** EXERCISE DIRECTIONS **
Extend the gemm_interleaved refactoring commit diff below, picking up right after its final line.

** SOURCE DOCUMENT **
COMPMID-1406: Refactor gemm_interleaved to use our own types and scheduler

- Ported PrepareB kernel from gemm_interleave
- Ported TransformA feature from gemm_interleave
- Allocate reshaped a and b buffers
- Added memory_manager / memory_group
- MatrixMultiply kernel
- Interleave kernels execution.
- Fixed a few bugs: all nightly Convolution tests passing for threads=1
and threads=4
- Added Doxygen documentations and comments in the code
- Added support for all data types supported

Change-Id: Iffa1c09fda0bb9c61213bb83524d5a48e7ecb03c
Reviewed-on: https://eu-gerrit-1.euhpc.arm.com/141281
Tested-by: Jenkins <bsgcomp@arm.com>
Reviewed-by: Georgios Pinitas <georgios.pinitas@arm.com>
diff --git a/src/runtime/NEON/functions/NEGEMMAssemblyDispatch.cpp b/src/runtime/NEON/functions/NEGEMMAssemblyDispatch.cpp
index f17da7d..8ba620f 100644
--- a/src/runtime/NEON/functions/NEGEMMAssemblyDispatch.cpp
+++ b/src/runtime/NEON/functions/NEGEMMAssemblyDispatch.cpp
@@ -24,9 +24,13 @@
 #include "arm_compute/runtime/NEON/functions/NEGEMMAssemblyDispatch.h"
 
 #include "arm_compute/core/CPP/Validate.h"
+#include "arm_compute/core/NEON/kernels/assembly/NEGEMMInterleavedMatrixMultiplyWrapper.h"
+#include "arm_compute/core/NEON/kernels/assembly/NEGEMMInterleavedPrepareBWrapperKernel.h"
+#include "arm_compute/core/NEON/kernels/assembly/NEGEMMInterleavedTransformAWrapper.h"
 #include "arm_compute/core/NEON/kernels/assembly/NEGEMMNativeWrapperKernel.h"
 #include "arm_compute/runtime/NEON/NEScheduler.h"
 #include "arm_compute/runtime/NEON/functions/NESimpleAssemblyFunction.h"
+#include "arm_compute/runtime/NEON/functions/assembly/NEGEMMInterleavedWrapper.h"
 
 #include <arm_neon.h>
 
@@ -34,31 +38,96 @@
 {
 namespace
 {
-template <typename TypeInput, typename TypeOutput>
-std::unique_ptr<IFunction> create_function(arm_gemm::GemmMethod method, const ITensor *a, const ITensor *b, ITensor *d, float alpha, float beta, bool pretranspose_hint)
+std::unique_ptr<IFunction> create_function_all_types(arm_gemm::GemmMethod method, const ITensor *a, const ITensor *b, ITensor *d, float alpha, float beta, bool pretranspose_hint,
+                                                     std::shared_ptr<IMemoryManager> memory_manager)

** RECORDED DATA **
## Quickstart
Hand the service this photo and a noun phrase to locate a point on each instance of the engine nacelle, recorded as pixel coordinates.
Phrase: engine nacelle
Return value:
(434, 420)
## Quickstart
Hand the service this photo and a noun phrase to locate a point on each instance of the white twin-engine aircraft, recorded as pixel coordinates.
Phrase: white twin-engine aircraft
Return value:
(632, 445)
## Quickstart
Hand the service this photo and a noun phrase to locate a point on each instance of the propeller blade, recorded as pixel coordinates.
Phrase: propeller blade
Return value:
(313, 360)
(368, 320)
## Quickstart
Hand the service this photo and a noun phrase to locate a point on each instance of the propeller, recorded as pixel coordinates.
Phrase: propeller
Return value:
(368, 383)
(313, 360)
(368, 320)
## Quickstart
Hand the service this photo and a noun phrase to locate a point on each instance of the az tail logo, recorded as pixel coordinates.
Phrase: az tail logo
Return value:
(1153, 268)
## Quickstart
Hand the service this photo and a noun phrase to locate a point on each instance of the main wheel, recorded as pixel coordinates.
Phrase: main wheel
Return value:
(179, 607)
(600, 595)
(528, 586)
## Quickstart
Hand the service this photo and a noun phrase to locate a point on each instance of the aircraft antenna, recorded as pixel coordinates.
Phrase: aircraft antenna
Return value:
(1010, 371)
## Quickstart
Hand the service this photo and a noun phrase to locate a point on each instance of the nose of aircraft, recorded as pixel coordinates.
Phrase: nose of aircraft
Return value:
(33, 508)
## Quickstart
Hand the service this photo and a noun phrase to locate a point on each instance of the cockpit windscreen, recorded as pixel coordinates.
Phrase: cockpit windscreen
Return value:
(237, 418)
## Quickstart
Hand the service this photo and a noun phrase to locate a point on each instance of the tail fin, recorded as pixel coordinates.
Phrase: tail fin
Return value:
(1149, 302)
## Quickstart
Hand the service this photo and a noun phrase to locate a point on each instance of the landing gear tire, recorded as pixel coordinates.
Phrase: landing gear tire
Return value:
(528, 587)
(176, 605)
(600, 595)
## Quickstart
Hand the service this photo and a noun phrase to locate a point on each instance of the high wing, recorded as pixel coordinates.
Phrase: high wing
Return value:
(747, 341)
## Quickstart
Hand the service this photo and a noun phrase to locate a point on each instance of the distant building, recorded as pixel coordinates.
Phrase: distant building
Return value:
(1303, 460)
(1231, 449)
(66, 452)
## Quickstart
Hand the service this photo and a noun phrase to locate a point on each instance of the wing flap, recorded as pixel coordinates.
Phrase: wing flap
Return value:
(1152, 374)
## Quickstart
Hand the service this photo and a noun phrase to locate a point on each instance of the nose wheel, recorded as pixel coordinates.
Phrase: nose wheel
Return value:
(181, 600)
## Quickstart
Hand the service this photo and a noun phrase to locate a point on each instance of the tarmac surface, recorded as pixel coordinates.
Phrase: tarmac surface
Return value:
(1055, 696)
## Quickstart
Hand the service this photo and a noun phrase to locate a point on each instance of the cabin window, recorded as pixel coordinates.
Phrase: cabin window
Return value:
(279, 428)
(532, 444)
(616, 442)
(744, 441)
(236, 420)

** ANSWER BELOW **
+
 {
-    ARM_COMPUTE_UNUSED(method);
-    ARM_COMPUTE_UNUSED(a);
-    ARM_COMPUTE_UNUSED(b);
-    ARM_COMPUTE_UNUSED(d);
-    ARM_COMPUTE_UNUSED(alpha);
-    ARM_COMPUTE_UNUSED(beta);
-    ARM_COMPUTE_UNUSED(pretranspose_hint);
-    return nullptr;
-}
-template <>
-std::unique_ptr<IFunction> create_function<float, float>(arm_gemm::GemmMethod method, const ITensor *a, const ITensor *b, ITensor *d, float alpha, float beta, bool pretranspose_hint)
-{
-    ARM_COMPUTE_UNUSED(method);
-    ARM_COMPUTE_UNUSED(a);
-    ARM_COMPUTE_UNUSED(b);
-    ARM_COMPUTE_UNUSED(d);
-    ARM_COMPUTE_UNUSED(alpha);
-    ARM_COMPUTE_UNUSED(beta);
-    ARM_COMPUTE_UNUSED(pretranspose_hint);
+    //Note: It's safe to not check for FP16 support because this was already checked in NEGEMMAssemblyDispatch::configure()
     switch(method)
     {
+        case arm_gemm::GemmMethod::GEMM_INTERLEAVED:
+        {
+            if(!pretranspose_hint)
+            {
+                return nullptr;
+            }
+            auto function = support::cpp14::make_unique<NEGEMMInterleavedWrapper>(memory_manager);
+            function->configure(a, b, d, alpha, beta, pretranspose_hint);
+            return std::move(function);
+        }
+        default:
+            return nullptr;
+    }
+}
+
+template <typename TypeInput, typename TypeOutput>
+std::unique_ptr<IFunction> create_function(arm_gemm::GemmMethod method, const ITensor *a, const ITensor *b, ITensor *d, float alpha, float beta, bool pretranspose_hint,
+                                           std::shared_ptr<IMemoryManager> memory_manager)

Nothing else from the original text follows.